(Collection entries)
— start —

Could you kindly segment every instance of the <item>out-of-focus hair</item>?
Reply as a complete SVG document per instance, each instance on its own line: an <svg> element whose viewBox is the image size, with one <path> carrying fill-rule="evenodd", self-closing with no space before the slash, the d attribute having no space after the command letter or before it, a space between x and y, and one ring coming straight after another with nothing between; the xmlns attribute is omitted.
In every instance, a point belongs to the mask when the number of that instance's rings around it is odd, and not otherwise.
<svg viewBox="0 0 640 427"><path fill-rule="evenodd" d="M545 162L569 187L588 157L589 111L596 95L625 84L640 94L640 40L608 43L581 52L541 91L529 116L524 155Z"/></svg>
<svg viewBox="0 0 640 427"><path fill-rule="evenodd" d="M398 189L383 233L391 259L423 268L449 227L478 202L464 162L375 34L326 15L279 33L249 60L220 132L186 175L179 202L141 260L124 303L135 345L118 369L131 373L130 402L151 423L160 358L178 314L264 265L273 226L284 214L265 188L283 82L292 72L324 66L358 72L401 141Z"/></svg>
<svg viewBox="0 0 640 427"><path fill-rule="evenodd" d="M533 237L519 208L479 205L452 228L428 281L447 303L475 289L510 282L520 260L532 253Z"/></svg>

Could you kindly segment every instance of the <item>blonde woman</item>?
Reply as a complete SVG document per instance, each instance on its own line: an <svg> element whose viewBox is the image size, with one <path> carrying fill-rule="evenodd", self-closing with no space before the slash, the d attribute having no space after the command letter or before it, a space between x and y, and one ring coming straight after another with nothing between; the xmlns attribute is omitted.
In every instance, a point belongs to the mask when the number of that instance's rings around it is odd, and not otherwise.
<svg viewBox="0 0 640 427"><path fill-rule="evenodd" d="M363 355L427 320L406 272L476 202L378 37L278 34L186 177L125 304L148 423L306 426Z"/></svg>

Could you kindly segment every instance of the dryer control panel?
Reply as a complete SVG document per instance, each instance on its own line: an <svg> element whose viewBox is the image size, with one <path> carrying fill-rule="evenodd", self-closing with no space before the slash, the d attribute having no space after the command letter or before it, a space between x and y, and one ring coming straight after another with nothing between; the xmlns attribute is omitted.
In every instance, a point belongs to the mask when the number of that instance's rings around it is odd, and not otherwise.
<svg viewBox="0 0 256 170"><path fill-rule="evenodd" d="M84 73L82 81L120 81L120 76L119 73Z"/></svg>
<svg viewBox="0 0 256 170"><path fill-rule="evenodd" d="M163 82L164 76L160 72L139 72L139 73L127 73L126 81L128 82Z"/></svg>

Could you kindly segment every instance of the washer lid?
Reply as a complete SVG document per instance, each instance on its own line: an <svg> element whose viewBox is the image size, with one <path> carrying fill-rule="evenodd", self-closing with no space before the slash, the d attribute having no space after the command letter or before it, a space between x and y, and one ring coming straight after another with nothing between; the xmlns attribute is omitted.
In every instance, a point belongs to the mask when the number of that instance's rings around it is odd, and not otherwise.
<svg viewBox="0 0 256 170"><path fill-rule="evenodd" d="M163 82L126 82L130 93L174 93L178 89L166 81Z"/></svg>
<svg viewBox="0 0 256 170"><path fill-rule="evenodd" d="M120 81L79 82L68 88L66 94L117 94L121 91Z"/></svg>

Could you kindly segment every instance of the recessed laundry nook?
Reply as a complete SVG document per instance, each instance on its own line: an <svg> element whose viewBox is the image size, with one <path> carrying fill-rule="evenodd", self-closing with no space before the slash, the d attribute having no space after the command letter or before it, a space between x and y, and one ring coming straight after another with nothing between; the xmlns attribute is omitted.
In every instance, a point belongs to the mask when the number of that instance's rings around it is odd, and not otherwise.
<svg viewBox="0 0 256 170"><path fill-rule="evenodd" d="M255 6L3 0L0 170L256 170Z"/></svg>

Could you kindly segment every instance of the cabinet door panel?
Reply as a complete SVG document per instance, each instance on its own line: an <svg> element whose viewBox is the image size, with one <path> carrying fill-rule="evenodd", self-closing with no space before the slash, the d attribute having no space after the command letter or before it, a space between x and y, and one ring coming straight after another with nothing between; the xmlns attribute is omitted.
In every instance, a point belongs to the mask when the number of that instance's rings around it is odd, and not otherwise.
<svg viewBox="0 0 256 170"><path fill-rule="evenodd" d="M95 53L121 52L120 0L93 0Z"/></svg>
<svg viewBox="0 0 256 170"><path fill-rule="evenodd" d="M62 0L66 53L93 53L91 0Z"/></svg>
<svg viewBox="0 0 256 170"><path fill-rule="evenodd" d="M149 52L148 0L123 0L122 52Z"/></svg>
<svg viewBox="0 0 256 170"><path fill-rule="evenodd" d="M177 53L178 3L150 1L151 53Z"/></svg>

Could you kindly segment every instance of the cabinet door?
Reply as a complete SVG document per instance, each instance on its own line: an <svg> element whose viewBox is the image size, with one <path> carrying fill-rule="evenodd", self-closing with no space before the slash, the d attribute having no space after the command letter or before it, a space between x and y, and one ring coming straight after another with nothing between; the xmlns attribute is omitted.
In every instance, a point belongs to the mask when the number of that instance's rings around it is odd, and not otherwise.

— end —

§ AIM OF THE TASK
Print all the records above again, line for line, without changing anything.

§ REPLY
Could you kindly segment every instance of the <item>out-of-focus hair</item>?
Reply as a complete SVG document per instance, each instance on its own line: an <svg> element whose viewBox is the image size, with one <path> carrying fill-rule="evenodd", self-closing with no space before the slash, the d attribute having no space after the command letter or before it, a space between x and y, and one ring coming straight after another with nothing between; the xmlns attribute is omitted.
In every instance, a point belongs to the mask when the number of that instance's rings around it is odd, and not otherwise.
<svg viewBox="0 0 640 427"><path fill-rule="evenodd" d="M545 162L569 187L588 157L589 111L596 95L625 84L640 94L640 40L608 43L581 52L541 91L529 116L524 155Z"/></svg>
<svg viewBox="0 0 640 427"><path fill-rule="evenodd" d="M398 189L383 233L391 259L423 268L449 227L478 202L464 162L375 34L326 15L279 33L249 60L220 132L186 175L179 202L141 260L124 303L135 345L118 369L131 373L130 402L151 423L160 358L178 314L264 265L273 226L284 214L265 188L283 82L292 72L324 66L358 72L401 141Z"/></svg>
<svg viewBox="0 0 640 427"><path fill-rule="evenodd" d="M533 237L519 208L479 205L452 228L428 281L447 303L475 289L510 282L520 260L532 253Z"/></svg>

Could you kindly segment every instance of the <item>blonde woman</item>?
Reply as a complete SVG document per instance, each instance on its own line: an <svg> element whose viewBox is the image size, with one <path> carrying fill-rule="evenodd", self-closing with no space before the slash, the d attribute having no space after the command letter or before it, a space between x and y, and one ring coming straight after another with nothing between; the xmlns attribute is omitted.
In every instance, a point belongs to the mask when the number of that instance's rings around it is odd, and not otherwise.
<svg viewBox="0 0 640 427"><path fill-rule="evenodd" d="M363 355L427 320L406 272L476 202L378 37L278 34L186 177L125 304L148 423L306 426Z"/></svg>

Could you kindly segment every instance of the dryer control panel?
Reply as a complete SVG document per instance, each instance on its own line: an <svg> element whose viewBox is the image size, with one <path> carrying fill-rule="evenodd", self-closing with no space before the slash, the d attribute having no space after the command letter or before it, a space between x and y, and one ring coming straight after another with nothing between; the xmlns attribute is omitted.
In every instance, a point belongs to the mask when the number of that instance's rings around it is odd, and not otherwise.
<svg viewBox="0 0 256 170"><path fill-rule="evenodd" d="M84 73L82 81L120 81L120 76L119 73Z"/></svg>
<svg viewBox="0 0 256 170"><path fill-rule="evenodd" d="M163 82L164 76L160 72L139 72L139 73L127 73L126 81L128 82Z"/></svg>

Could you kindly segment every instance of the washer lid?
Reply as a complete SVG document per instance, each instance on its own line: an <svg> element whose viewBox is the image size, with one <path> carrying fill-rule="evenodd", self-closing with no space before the slash, the d attribute having no space after the command letter or before it, a space between x and y, and one ring coming straight after another with nothing between; the xmlns attribute is omitted.
In every instance, a point belongs to the mask when the number of that instance's rings around it is odd, and not otherwise.
<svg viewBox="0 0 256 170"><path fill-rule="evenodd" d="M163 82L126 82L130 93L174 93L178 89L166 81Z"/></svg>
<svg viewBox="0 0 256 170"><path fill-rule="evenodd" d="M120 81L79 82L68 88L66 94L117 94L121 91Z"/></svg>

Could you kindly segment every instance of the recessed laundry nook?
Reply as a complete SVG document per instance, each instance on its own line: an <svg> element whose viewBox is the image size, with one <path> carrying fill-rule="evenodd", self-closing with no space before the slash, the d attribute having no space after the command letter or before it, a space between x and y, and one ring coming straight after another with nothing between; the xmlns attribute is omitted.
In every instance, a point belongs to the mask when the number of that instance's rings around it is odd, and not otherwise.
<svg viewBox="0 0 256 170"><path fill-rule="evenodd" d="M255 6L3 0L0 170L256 170Z"/></svg>

Could you kindly segment every instance of the cabinet door panel?
Reply as a complete SVG document per instance, each instance on its own line: an <svg> element whose viewBox is the image size, with one <path> carrying fill-rule="evenodd", self-closing with no space before the slash, the d attribute having no space after the command letter or before it, a space between x and y, and one ring coming straight after another with nothing between; the xmlns attribute is omitted.
In every instance, a point belongs to the mask when the number of that instance's rings around it is odd, and not otherwise.
<svg viewBox="0 0 256 170"><path fill-rule="evenodd" d="M95 53L121 52L120 0L93 0Z"/></svg>
<svg viewBox="0 0 256 170"><path fill-rule="evenodd" d="M62 0L66 53L93 53L91 0Z"/></svg>
<svg viewBox="0 0 256 170"><path fill-rule="evenodd" d="M149 52L148 0L123 0L122 52Z"/></svg>
<svg viewBox="0 0 256 170"><path fill-rule="evenodd" d="M177 53L178 3L150 1L151 53Z"/></svg>

Could you kindly segment every instance of the cabinet door?
Reply as a complete SVG document per instance, each instance on its own line: an <svg> element whose viewBox is the image size, with one <path> carrying fill-rule="evenodd", self-closing with no space before the slash, the d attribute having no space after the command letter or before it, a space between x and y, and one ring coming straight after another with nothing between; the xmlns attribute is omitted.
In every instance, a point belongs to the mask when the number of that instance's rings around it is odd, and not otherwise.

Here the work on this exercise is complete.